Task instructions:
Extract every entry word for word. Skip the pictures.

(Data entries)
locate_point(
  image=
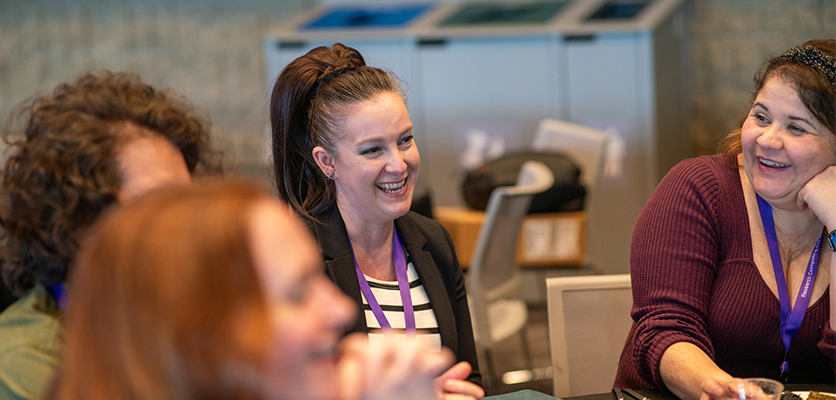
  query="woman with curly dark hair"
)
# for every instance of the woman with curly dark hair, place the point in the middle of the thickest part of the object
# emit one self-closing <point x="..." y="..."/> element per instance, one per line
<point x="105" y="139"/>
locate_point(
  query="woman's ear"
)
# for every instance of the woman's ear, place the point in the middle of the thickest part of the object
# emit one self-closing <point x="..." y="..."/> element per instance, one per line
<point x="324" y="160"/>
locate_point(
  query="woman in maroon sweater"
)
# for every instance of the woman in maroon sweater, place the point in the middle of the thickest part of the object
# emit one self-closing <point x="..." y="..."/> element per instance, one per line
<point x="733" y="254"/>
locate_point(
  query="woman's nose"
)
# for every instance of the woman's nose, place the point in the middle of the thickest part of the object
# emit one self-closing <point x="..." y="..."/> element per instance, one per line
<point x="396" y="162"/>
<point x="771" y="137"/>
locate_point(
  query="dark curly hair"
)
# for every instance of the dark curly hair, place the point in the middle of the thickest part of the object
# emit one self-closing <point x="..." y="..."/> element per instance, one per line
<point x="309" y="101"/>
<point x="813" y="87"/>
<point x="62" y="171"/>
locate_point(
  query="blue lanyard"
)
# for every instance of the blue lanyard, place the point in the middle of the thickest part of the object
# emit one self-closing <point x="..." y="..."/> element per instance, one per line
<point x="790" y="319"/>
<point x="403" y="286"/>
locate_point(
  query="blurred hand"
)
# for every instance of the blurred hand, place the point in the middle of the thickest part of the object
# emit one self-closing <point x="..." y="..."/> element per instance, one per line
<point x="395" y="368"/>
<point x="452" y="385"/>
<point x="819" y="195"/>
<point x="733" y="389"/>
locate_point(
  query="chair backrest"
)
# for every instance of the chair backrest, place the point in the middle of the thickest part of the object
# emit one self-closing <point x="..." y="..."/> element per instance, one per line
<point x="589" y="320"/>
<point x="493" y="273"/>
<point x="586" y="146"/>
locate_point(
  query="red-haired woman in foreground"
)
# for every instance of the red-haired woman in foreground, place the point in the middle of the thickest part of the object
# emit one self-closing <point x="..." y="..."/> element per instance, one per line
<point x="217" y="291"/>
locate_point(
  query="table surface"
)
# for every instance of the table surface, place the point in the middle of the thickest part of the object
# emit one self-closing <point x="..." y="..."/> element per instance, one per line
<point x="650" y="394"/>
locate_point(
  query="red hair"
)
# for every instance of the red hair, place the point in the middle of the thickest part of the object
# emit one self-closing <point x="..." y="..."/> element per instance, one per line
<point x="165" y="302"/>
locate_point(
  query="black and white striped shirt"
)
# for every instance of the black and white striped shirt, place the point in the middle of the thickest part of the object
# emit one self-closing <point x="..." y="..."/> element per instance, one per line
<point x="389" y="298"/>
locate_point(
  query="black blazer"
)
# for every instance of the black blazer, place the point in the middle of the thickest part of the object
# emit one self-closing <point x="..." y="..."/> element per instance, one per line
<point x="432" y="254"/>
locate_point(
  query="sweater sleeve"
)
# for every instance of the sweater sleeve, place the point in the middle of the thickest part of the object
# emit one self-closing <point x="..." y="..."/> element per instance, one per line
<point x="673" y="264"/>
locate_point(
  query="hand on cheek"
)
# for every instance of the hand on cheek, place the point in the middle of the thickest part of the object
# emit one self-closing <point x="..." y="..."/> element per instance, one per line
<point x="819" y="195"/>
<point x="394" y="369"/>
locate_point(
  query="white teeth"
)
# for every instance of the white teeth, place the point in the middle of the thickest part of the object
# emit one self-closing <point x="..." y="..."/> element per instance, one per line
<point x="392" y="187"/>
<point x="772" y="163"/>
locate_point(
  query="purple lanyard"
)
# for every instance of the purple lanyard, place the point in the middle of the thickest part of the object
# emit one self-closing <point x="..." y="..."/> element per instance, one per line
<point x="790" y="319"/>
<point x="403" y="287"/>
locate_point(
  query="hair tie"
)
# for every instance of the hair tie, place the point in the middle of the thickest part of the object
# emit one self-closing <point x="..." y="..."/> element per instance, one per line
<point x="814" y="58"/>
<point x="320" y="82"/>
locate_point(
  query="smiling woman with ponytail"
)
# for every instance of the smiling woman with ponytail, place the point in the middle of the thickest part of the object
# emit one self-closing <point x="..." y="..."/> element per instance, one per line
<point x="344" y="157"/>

Correct answer:
locate_point(
  image=
  query="woman with curly dark hair"
)
# for every instance of the woman with curly dark hair, place the point in the middle of the thickest part of the object
# emit one self-closing <point x="..." y="..."/> element per instance, one per line
<point x="105" y="139"/>
locate_point(
  query="woman's ear"
)
# for every instance of the woman's ear, place the point in the middle of the thickest part of the object
# emit one self-closing <point x="..." y="..."/> element per instance, one per line
<point x="324" y="160"/>
locate_point(
  query="woman in maroon sweater"
)
# for every instance of the woman in maroon sweater, place the point in the middle of the thickest part of the object
# emit one self-closing <point x="..." y="..."/> element per instance, one per line
<point x="733" y="254"/>
locate_point(
  query="woman's nose"
)
# for every instance of the woman's nose, place the point in the middle of the thickest part of the object
# emit one self-closing <point x="..." y="..."/> element per instance, one per line
<point x="396" y="162"/>
<point x="771" y="137"/>
locate_point(
  query="dark curly hair"
)
# for every instance of the dark curly hair, place the point in the middle of the thickest part of the object
# emit one self-closing <point x="..." y="..."/> element per instance, one per line
<point x="309" y="101"/>
<point x="813" y="87"/>
<point x="62" y="171"/>
locate_point(
  query="blue lanyard"
)
# for every instance of the blue lanyard, place the point in the middle of the thickest part of the object
# emit one self-closing <point x="..." y="..."/> element per instance, one per line
<point x="790" y="319"/>
<point x="403" y="286"/>
locate_point(
  query="blurred hand"
)
# for every instance of the blurred hand, place the point in the middle of the thickest part of the object
# emit one self-closing <point x="..." y="..."/> element per instance, one per line
<point x="395" y="368"/>
<point x="452" y="385"/>
<point x="819" y="195"/>
<point x="733" y="389"/>
locate_point(
  query="chair backrest"
)
# for every instance of the chair backrest, place the point in the middle of the thickest part of the object
# emit one self-closing <point x="..." y="..."/> element per instance, one per line
<point x="589" y="320"/>
<point x="493" y="273"/>
<point x="586" y="146"/>
locate_point(
  query="red-haired woman in foreground"
)
# for every instance of the red-haired woman in foreground, place the point in the middle of the thickest part of the object
# emit one self-closing <point x="..." y="..."/> element per instance, one per line
<point x="217" y="291"/>
locate_point(
  query="table surface"
)
# for every instance of the table surface, place the point in the middle of the thickest part of the object
# emit one self-closing <point x="..." y="..."/> element per instance, one per line
<point x="650" y="394"/>
locate_point(
  query="red hair"
)
# for every instance of the red hair, place the point in the middle of the thickest part of the object
# emit one self-closing <point x="..." y="..."/> element per instance, one per line
<point x="165" y="302"/>
locate_point(
  query="black and white striped shirt"
)
# for every instance of the black and white striped shirt, place the point in the middle of the thickest part of the object
# emit one self-closing <point x="..." y="..."/> element per instance, one per line
<point x="389" y="298"/>
locate_point(
  query="black blazer"
)
# for every instance of the black blazer, place the point in the middle of the thickest part of the object
# emit one self-closing <point x="..." y="..."/> element per instance, one per line
<point x="432" y="254"/>
locate_point(
  query="sweater sleeve"
)
# for every instance of the sweater sleeve, place the point in the middle of the thickest part of the object
# emit one self-closing <point x="..." y="..."/> element per instance, one per line
<point x="673" y="264"/>
locate_point(
  query="hand on cheek"
)
# for every instance of the hand on cheek, place the point in the middle of the thickest part of the object
# emit one self-closing <point x="..." y="..."/> element per instance, one per line
<point x="819" y="195"/>
<point x="394" y="369"/>
locate_point(
  query="white teeth"
)
# for every instance of the white teeth, place the point in the middle of the thickest part of the object
# emit one self-closing <point x="..." y="..."/> element per instance, one per line
<point x="392" y="187"/>
<point x="772" y="163"/>
locate_point(
  query="purple lanyard"
)
# for every instance of the purple lanyard, place the point in the middle of the thickest part of the object
# emit one self-closing <point x="..." y="..."/> element per instance, one per line
<point x="790" y="319"/>
<point x="403" y="287"/>
locate_point(
  query="hair tie"
)
# for every instance of the hair tie, place the point in the middle of the thickest part of the object
# emit one self-closing <point x="..." y="..."/> element per instance, one per line
<point x="814" y="58"/>
<point x="320" y="82"/>
locate_point(
  query="smiling woman with ponytail"
)
# for every instance of the smiling woman with ponytail, place the point in the middle of the thickest part of the object
# emit one self-closing <point x="..." y="..."/> element per instance, one per line
<point x="344" y="157"/>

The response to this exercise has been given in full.